_BRIEF_. Go to the line in the data below that contains "Target: black dog's hind leg". Write it out exactly, along with every later line through the last, and nothing else.

[Natural language region descriptions]
========================

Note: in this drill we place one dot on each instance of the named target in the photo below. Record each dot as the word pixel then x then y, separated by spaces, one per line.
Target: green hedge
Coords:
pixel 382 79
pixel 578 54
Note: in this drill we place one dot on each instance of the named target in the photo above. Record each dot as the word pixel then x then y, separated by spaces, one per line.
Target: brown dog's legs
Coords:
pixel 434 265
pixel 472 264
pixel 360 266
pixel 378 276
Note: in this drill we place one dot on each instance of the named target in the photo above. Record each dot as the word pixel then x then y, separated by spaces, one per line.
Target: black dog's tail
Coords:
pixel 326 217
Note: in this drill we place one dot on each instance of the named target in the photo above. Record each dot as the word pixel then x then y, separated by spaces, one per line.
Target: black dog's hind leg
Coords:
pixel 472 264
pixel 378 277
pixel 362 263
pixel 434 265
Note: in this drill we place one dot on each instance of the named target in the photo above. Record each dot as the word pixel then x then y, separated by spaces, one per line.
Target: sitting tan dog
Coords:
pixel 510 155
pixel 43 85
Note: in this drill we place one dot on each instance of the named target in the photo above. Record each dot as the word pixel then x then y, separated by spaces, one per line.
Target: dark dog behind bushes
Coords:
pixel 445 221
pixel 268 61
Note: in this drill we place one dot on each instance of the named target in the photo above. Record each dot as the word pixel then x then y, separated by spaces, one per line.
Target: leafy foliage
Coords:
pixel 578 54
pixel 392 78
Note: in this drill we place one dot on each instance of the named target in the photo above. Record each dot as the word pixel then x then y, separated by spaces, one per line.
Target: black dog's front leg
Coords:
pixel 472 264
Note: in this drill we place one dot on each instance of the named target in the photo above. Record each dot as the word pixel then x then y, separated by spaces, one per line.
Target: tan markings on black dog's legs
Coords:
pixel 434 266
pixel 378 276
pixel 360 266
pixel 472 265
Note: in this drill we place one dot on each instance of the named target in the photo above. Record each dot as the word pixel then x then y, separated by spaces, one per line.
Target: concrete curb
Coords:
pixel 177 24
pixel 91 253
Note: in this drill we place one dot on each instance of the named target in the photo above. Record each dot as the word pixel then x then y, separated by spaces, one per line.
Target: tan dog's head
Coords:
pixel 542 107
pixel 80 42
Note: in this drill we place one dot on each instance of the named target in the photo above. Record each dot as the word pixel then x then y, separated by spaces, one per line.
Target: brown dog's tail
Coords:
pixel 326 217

========================

_SOLUTION FOR THIS EXERCISE_.
Target: black dog's hind leg
Coords:
pixel 472 264
pixel 378 277
pixel 362 263
pixel 434 265
Note: in this drill we place one dot on each instance of the named target in the photo above. Record each dot as the word pixel then x then y, separated by spaces, one per line.
Target: sitting tan dog
Coords:
pixel 510 155
pixel 43 85
Note: in this drill we place one dot on each instance of the named target in the photo above. Record each dot as the word pixel then x then y, separated by spaces, one per line.
Target: dark dog behind bushes
Coords:
pixel 445 221
pixel 268 61
Note: in this drill we place one dot on each instance of the named target in the photo above. Record each dot as the word pixel then x then y, separated by spaces, one per line.
Target: leafy foliage
Coords:
pixel 578 54
pixel 392 78
Note: in this drill we place one dot on each instance of the named target in the photo above. Record each dot as the word pixel then x then y, separated by spaces, one per line.
Target: black dog's front leg
Coords:
pixel 472 264
Note: in this drill we place one dot on each instance of the named target in the photo above. Record each dot as the word pixel then x then y, separated by spaces, one per line.
Target: tan markings on black dog's legs
Coords:
pixel 434 266
pixel 378 276
pixel 360 266
pixel 472 265
Note: in this drill we place one dot on each instance of the named target in the photo above. Record each dot as the word pixel then x then y, separated by spaces, one per line.
Target: concrete curb
Coords:
pixel 177 24
pixel 91 253
Note: in this drill we place one dot on each instance of the named target in the photo above. Record each dot as the word pixel then x then y, separated by spaces, one per line.
Target: tan dog's head
Coords:
pixel 542 107
pixel 80 42
Note: in this drill we place one dot on each instance of the named target in the photo above. Record each dot as the word pixel then x then y, separated by spaces, one per line.
Target: brown dog's tail
Coords:
pixel 326 217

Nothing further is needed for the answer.